◆ **Exercise requirements**: Give the records below as a two-column CSV with the header "text" and "answer". Write one row per record, quote every field, and turn each line break into a space.

◆ **Entries supplied**:
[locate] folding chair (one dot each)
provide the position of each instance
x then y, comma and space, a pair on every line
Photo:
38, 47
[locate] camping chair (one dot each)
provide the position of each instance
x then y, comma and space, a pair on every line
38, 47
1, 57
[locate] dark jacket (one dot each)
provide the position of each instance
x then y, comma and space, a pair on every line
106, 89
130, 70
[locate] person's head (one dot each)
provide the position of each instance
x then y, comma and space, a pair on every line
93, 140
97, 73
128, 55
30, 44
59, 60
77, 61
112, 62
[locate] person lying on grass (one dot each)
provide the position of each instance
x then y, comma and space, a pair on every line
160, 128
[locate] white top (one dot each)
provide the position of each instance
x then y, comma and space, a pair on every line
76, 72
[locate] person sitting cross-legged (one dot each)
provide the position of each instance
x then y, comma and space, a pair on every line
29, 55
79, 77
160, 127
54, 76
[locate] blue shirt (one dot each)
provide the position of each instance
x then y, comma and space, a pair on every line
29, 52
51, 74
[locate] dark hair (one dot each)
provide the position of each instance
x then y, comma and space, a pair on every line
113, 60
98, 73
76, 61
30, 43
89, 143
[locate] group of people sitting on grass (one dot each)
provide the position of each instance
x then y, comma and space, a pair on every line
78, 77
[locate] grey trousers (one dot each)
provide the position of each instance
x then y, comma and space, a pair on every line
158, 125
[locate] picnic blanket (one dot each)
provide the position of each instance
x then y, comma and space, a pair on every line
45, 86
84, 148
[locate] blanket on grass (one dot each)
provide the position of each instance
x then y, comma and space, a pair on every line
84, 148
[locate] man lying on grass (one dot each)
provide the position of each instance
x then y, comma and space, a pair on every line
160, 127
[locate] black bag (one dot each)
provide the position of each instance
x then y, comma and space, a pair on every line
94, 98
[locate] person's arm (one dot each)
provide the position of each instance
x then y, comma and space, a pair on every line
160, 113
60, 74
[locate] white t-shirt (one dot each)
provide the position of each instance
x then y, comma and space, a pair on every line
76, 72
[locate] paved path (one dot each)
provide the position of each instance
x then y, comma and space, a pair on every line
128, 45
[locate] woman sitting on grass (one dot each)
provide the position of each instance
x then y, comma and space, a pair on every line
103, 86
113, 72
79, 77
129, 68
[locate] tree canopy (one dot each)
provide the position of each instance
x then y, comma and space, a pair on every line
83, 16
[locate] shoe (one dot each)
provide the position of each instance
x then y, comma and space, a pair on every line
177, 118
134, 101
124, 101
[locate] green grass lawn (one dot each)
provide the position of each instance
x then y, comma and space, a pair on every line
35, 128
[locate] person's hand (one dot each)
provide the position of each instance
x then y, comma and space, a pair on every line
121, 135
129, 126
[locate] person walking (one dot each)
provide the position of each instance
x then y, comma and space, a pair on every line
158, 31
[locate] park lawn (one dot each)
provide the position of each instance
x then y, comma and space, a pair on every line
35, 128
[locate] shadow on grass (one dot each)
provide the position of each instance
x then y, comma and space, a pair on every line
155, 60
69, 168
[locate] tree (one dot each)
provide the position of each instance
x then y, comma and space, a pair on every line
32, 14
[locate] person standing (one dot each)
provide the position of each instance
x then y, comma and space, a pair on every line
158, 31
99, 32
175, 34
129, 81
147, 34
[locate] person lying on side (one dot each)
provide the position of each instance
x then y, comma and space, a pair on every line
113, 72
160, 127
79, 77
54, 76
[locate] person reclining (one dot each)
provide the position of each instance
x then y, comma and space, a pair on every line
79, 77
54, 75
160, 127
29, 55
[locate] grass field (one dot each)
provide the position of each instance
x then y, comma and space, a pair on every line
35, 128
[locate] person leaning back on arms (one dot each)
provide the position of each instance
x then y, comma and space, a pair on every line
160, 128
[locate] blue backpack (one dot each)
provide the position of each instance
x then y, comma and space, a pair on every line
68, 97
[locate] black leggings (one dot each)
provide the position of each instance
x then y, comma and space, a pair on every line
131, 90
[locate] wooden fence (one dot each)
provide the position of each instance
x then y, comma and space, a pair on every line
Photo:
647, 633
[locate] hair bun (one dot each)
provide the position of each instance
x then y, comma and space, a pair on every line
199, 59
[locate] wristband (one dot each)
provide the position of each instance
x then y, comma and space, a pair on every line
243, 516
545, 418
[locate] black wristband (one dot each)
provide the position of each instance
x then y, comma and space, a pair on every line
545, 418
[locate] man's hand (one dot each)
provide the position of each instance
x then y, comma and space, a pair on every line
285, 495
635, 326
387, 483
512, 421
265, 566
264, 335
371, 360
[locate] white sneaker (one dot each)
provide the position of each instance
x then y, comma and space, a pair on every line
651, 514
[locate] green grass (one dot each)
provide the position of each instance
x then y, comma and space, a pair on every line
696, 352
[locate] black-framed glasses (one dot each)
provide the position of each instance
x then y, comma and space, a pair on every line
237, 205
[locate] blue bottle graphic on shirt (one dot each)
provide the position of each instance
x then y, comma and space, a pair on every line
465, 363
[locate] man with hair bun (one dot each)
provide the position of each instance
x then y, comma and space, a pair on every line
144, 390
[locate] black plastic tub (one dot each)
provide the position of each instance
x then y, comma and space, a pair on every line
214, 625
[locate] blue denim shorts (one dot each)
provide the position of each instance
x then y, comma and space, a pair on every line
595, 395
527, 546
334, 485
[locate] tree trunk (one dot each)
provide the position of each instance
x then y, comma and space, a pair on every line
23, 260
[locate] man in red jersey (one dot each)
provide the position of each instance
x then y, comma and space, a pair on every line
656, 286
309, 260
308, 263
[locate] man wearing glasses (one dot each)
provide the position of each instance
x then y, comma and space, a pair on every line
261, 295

◆ **Output of the exercise**:
text,answer
"[locate] folding chair (one dot each) provide the position of each instance x then y, comma and space, a pair on every line Photo:","38, 47"
"[locate] camping chair (one dot each) provide the position of each instance x then y, comma and space, a pair on every line","38, 47 1, 57"
"[locate] dark jacket (one dot each) provide the position of each instance x then y, comma and space, a pair on every line","106, 89 130, 70"
"[locate] person's head (one dot each) provide the position of each instance x then y, comma and space, a pair on every line","93, 140 97, 73 128, 55 30, 44 59, 60 77, 61 112, 62"
"[locate] person lying on grass (one dot each) provide the position of each instance x then y, comma and space, a pair on every line","160, 128"
"[locate] white top (one dot each) provide the position of each instance x then y, comma and space, a pair on every line","76, 72"
"[locate] person sitting cross-legged (one dot each) provide the position of each instance x then y, comma and space, a pair on every line","29, 55 79, 77 160, 127 54, 76"
"[locate] blue shirt (one dot each) provide the position of each instance x then y, comma and space, a pair on every line","29, 52 51, 74"
"[locate] dark hair (one dot each) provide the position of each instance x then y, comma and space, a pair on every line","113, 60 98, 73 76, 61 30, 43 89, 143"
"[locate] group of people sitting on grass (one dot each) provide the position of each instance x then y, comma and space, a pair on every line","78, 77"
"[locate] grey trousers (one dot each) provide the position of each instance x then y, comma and space, a pair on every line","158, 125"
"[locate] picnic blanket (one dot each) provide the position of each instance x then y, comma and space, a pair on every line","45, 86 84, 148"
"[locate] blanket on grass (one dot each) provide the position of each instance x then y, comma and space, a pair on every line","84, 148"
"[locate] man lying on grass (one dot each) provide the position of each instance x then y, comma and space, a pair on every line","160, 127"
"[locate] black bag (one dot each) provide the position of each instance x then y, comma and space, a pair on every line","94, 98"
"[locate] person's arm (one dot each) provide the position of each instance x then y, comma and space, a pair on every line","160, 113 60, 74"
"[locate] white t-shirt (one dot each) provide the position of each instance x then y, comma and space, a pair on every line","76, 72"
"[locate] paved path (one dot each) provide the position of each instance x then y, comma and space, a pair on every line","128, 45"
"[locate] woman sitting on grass (one dot each) provide the position of each instance x then y, comma and space, a pair on every line","103, 86 113, 72 79, 77 129, 68"
"[locate] tree canopy (one dot each) provide the position of each instance x then y, comma and space, a pair on every line","83, 16"
"[locate] shoe (one dot each) provide the position of each instance x then y, comma and space, a pair on every line","177, 118 134, 101 124, 101"
"[locate] green grass lawn (one dot each) provide the position of each instance x then y, comma and space, a pair on every line","35, 128"
"[locate] person's hand (one dot each) provide the position of each instance x then y, comma and space, a pair on every line","121, 135 129, 126"
"[locate] person walking (one dot each) provide the position of each instance x then y, comma and space, a pair on every line","158, 31"
"[locate] park lawn (one dot each) provide the position of each instance x then y, comma and space, a pair on every line","35, 128"
"[locate] shadow on grass (one dot each) provide the position of each instance x then y, comma and space, a pair on every line","155, 60 69, 168"
"[locate] tree (one dot each) provide the position of each instance x then y, comma and space, a pair on every line","32, 14"
"[locate] person standing (one dot each) provide the position of each instance x then y, comma and space, a pair on every line","158, 31 99, 32 175, 34 129, 81 147, 34"
"[locate] person lying on side (one dot each) provide the position of each instance x then y, comma and space, a pair on every line","113, 72 160, 127 79, 77 54, 76"
"[locate] person reclining (one dot each) provide the position of each instance x then y, comma and space, a pair on every line","79, 77 54, 75 160, 127 29, 55"
"[locate] grass field (one dot each) provide the position of each instance x then y, comma and space, a pair on every line","35, 128"
"[locate] person leaning back on arms (one dot each) provide the position of each instance x then y, comma and space, a pair on every line","160, 128"
"[locate] blue backpack (one dot each) provide the position of each instance x then y, comma and space, a pair on every line","68, 97"
"[locate] black leggings (one dot each) provide the position of each instance x then y, comma and space, a pair on every line","131, 90"
"[locate] wooden fence (one dot each) provide the position of each instance x then y, comma and space, a pair on every line Photo:","647, 633"
"[locate] hair bun (one dot each) provide the position of each instance x then y, comma and space, a pair on every line","199, 59"
"[locate] wristband (one dot each) provide the position of each instance x then y, comma and space, a pair on every line","243, 516 545, 418"
"[locate] black wristband (one dot each) provide the position of each instance x then y, comma and space, a pair on every line","545, 418"
"[locate] man's hand (one dot each) provide the position of each instance x then y, comma and space, a pair on every line","285, 495 635, 326 387, 483 512, 421 265, 566 264, 335 371, 360"
"[locate] white sneaker (one dot each) provide the position of each instance x then y, comma and space, a pair on every line","651, 514"
"[locate] green grass (one dot each) provide the position of each instance x then y, comma and space, a pair on every line","696, 352"
"[locate] black-framed glasses (one dot each) provide the position of each instance x then y, comma and space, a pair on every line","237, 205"
"[locate] blue bottle graphic on shirt (one dot each) provide the position of each instance x then y, comma and space, a pair on every line","465, 363"
"[locate] man with hair bun (one dot each) provide the position of each instance x then y, comma and space, a pair on every line","144, 390"
"[locate] black plastic tub (one dot each) provide the position of each instance x then y, comma and space, a pair on every line","214, 625"
"[locate] blue denim shorts (one dot each) provide the position of each instance x then y, comma and space, a pair on every line","595, 395 527, 546 334, 485"
"[locate] tree trunk (one dot each) provide the position of each instance x then y, comma and space, a pair on every line","23, 260"
"[locate] man in red jersey (one dot each) provide the position of each instance x then y, comma and space, a pair on every line","656, 286 309, 260 308, 263"
"[locate] man wearing glasses (one dot each) provide the position of each instance x then y, comma and space, a pair on every line","261, 295"